* [PROBLEM TO WORK ON] An exact copy of all the data is required.

* [PROVIDED RECORDS]
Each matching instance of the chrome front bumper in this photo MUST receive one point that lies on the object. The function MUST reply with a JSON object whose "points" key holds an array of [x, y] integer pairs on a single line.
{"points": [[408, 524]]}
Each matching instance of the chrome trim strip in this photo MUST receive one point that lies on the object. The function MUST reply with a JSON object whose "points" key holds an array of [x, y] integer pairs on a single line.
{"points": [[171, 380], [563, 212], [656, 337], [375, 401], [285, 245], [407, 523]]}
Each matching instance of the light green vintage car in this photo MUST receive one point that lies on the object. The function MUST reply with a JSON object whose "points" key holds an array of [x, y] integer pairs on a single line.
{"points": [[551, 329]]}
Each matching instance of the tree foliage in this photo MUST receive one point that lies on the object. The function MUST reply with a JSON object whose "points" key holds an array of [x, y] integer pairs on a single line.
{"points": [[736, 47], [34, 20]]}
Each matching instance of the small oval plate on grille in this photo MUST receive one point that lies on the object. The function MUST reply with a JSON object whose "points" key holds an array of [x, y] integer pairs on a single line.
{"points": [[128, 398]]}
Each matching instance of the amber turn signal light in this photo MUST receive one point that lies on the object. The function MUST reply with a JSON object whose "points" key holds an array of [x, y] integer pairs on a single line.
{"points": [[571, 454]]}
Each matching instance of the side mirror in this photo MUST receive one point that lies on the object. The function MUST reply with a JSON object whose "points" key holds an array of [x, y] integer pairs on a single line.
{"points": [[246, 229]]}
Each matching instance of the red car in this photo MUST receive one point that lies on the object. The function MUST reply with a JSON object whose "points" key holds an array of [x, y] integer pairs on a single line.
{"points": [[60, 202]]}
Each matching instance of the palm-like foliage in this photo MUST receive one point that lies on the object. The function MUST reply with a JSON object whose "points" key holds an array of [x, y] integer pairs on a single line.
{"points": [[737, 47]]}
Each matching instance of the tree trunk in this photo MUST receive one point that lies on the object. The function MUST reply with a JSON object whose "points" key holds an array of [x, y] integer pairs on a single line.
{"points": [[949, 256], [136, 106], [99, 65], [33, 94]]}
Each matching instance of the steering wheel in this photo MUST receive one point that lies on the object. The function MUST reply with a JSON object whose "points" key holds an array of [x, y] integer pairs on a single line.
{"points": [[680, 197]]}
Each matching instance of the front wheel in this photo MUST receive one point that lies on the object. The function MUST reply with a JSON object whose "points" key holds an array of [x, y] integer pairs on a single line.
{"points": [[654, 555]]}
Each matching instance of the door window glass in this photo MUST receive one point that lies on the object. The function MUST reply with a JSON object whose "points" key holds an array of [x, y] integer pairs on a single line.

* [WRITTEN ANSWER]
Each matching instance of the chrome front bumper in this photo MUST receive one point that lies on the object. The function MUST reply with a JSON object whose "points" key holds an array of [x, y] integer pairs on a single line.
{"points": [[408, 524]]}
Each matching instance of the chrome trim strip in this photo MUST receive one point that lies on the object. The function MUST reply with a JSON object whose "points" key holds an array of [x, y] integer pairs on a single line.
{"points": [[171, 380], [563, 212], [656, 337], [375, 401], [285, 245], [407, 523]]}
Each matching instance of the light green vintage car in this photo MUST receive one point that lies on the object. The function MUST reply with a JSON object whose "points" key holds an array of [x, y] integer pairs on a single line.
{"points": [[551, 329]]}
Each matching instance of the tree foliage in this photo MUST receive one point that lies on the object. The function MUST reply with a JSON object whose "points" key holds an array of [x, y] integer pairs on a single line.
{"points": [[736, 47], [34, 20]]}
Each matching instance of the small oval plate on grille in this photo MUST receive one point that lies on the object. The function MUST reply with a JSON object whose "points" key holds an array of [x, y] integer pairs on a single line.
{"points": [[128, 398]]}
Each matching instance of the amber turn signal light in this photo MUST receive one point that lies on the object. The function MUST reply with a JSON object whose "points" key holds an array of [x, y] integer pairs on a single line.
{"points": [[571, 454]]}
Each matching instance of the side mirror in this photo MUST receive one point that lies on the object. The function MUST reply with a JSON object whose "points" key holds an array of [x, y] integer pairs on a single line.
{"points": [[246, 229]]}
Each matching instance of the red car in this photo MUST receive one point that lies on the object. The function MUST reply with a JSON object whose "points" key holds an array of [x, y] integer pairs on a single line.
{"points": [[60, 202]]}
Each matching instance of the palm-like foliage in this photo MUST receive one point that lies on the object. The function MUST reply with a JSON object whose "points" key holds an array of [x, y] integer pairs on a single line.
{"points": [[737, 47]]}
Each matching instance of the tree trunk in this photo MUST receive one point that lies on the object. The function MUST reply with a JSON object whose "points" key holds an array of [x, y] integer pairs on a single line.
{"points": [[949, 256], [136, 106], [99, 65], [33, 94]]}
Each matching instance of the steering wheel in this photo MUST receive one point that lies on the object. The function MUST reply with a JSON object whose "points" key holds an array of [x, y] integer pairs on a single line.
{"points": [[680, 197]]}
Each matching instance of the front wheel in this photo MUST receive one point that lies on the object. The function MUST reply with a JSON object whose "points" key holds an array of [x, y] integer pairs on a single line.
{"points": [[654, 555]]}
Each matching instance of the door window glass in this photo MUST receive one point that lies on the object. The function MUST reply with a JSON object whose "points" key holds an array of [x, y] integer pairs on a single line.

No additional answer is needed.